◆ FRAGMENTO DEL DOCUMENTO:
* * * * * * * * *

En este contexto, España se enfrenta a un escenario de presión geopolítica sin una estrategia de Estado clara que le permita equilibrar sus intereses en la región. La ausencia de una política exterior definida hacia el Magreb ha convertido a España en un actor reactivo, condicionado por las decisiones de sus socios norteafricanos en ámbitos clave como la seguridad, el comercio y la gestión fronteriza. Con un Marruecos cada vez más consolidado como socio preferente de potencias como Estados Unidos, Francia o Israel, y una Argelia que se distancia progresivamente de España en favor de otros mercados europeos y globales, la situación geopolítica de España en el norte de África se encuentra en un momento crítico, por lo que es esencial comprender cuál ha sido la reacción del Gobierno español ante este escenario.
Ausencia de extrategia, liderazgo y subordinación geopolítica
Ante la complejidad estratégica que plantea esta área de proyección geopolítica natural para España, la política exterior española en el último lustro ha estado marcada principalmente por la ausencia de una visión de Estado. El resultado ha sido una auténtica falta de autonomía estratégica y de capacidad para defender nuestros intereses nacionales. La visión de Estado en política exterior, desde una perspectiva realista, implica la capacidad de un país para diseñar estrategias coherentes y pragmáticas que garanticen estabilidad y continuidad más allá de los cambios internos. Y su fundamento radica en la defensa de intereses estratégicos a largo plazo que eviten su sujeción a fluctuaciones ideológicas o coyunturales.

* * * * * * * * *

◆ DATOS EXTRAÍDOS:
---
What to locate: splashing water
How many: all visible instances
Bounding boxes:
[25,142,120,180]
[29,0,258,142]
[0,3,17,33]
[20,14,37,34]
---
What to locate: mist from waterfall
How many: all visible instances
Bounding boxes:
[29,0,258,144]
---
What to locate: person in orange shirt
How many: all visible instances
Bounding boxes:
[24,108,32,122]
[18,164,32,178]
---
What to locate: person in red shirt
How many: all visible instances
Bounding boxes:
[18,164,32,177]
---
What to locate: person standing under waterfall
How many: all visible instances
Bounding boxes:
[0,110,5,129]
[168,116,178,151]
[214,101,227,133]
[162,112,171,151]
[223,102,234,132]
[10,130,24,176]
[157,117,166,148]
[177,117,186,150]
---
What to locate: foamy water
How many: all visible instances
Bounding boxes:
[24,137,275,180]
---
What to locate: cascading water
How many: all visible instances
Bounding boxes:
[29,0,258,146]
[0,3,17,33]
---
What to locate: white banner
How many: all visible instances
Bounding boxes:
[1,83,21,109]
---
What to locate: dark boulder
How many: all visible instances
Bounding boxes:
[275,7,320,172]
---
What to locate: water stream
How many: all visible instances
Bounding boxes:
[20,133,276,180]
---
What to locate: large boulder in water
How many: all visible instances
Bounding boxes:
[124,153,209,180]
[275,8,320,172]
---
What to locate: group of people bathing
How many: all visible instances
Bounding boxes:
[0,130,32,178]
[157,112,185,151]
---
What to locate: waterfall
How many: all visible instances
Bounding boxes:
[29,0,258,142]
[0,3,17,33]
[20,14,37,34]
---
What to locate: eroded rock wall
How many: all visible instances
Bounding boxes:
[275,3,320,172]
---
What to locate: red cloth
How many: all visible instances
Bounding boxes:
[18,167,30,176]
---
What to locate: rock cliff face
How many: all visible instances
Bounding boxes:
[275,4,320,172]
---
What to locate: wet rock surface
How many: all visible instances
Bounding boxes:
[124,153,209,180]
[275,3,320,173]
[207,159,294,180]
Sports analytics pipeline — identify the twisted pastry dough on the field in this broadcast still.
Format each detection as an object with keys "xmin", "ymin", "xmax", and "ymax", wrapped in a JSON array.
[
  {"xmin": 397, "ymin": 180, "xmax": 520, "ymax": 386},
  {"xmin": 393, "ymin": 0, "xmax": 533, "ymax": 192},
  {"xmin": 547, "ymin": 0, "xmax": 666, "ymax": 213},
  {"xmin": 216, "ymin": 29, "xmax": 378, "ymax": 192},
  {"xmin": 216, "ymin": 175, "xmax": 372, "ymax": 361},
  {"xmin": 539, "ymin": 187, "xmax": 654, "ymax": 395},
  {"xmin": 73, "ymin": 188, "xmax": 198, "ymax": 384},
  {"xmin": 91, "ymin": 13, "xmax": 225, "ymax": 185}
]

* * * * * * * * *

◆ TAREA 1:
Resume de forma más breve el párrafo del fragmento sobre la política exterior española que empieza con "Ante la complejidad estratégica", sin perder sus datos principales.
◆ TAREA 2:
Repite tal cual el pasaje del fragmento sobre la política exterior española que comienza en las palabras "Ausencia de extrategia, liderazgo" y termina tras "ideológicas o coyunturales.".
El listado no tiene ningún papel aquí.

◆ SOLUCIÓN COMPLETA 1:
En los últimos cinco años, la política exterior española en esta zona de proyección natural ha carecido de una visión de Estado. Por eso le han faltado autonomía estratégica y capacidad para defender los intereses nacionales. Desde un enfoque realista, esa visión consiste en diseñar estrategias coherentes y pragmáticas que aseguren estabilidad y continuidad más allá de los cambios internos. Se basa en defender intereses estratégicos a largo plazo, a salvo de vaivenes ideológicos o coyunturales.

◆ SOLUCIÓN COMPLETA 2:
Ausencia de extrategia, liderazgo y subordinación geopolítica
Ante la complejidad estratégica que plantea esta área de proyección geopolítica natural para España, la política exterior española en el último lustro ha estado marcada principalmente por la ausencia de una visión de Estado. El resultado ha sido una auténtica falta de autonomía estratégica y de capacidad para defender nuestros intereses nacionales. La visión de Estado en política exterior, desde una perspectiva realista, implica la capacidad de un país para diseñar estrategias coherentes y pragmáticas que garanticen estabilidad y continuidad más allá de los cambios internos. Y su fundamento radica en la defensa de intereses estratégicos a largo plazo que eviten su sujeción a fluctuaciones ideológicas o coyunturales.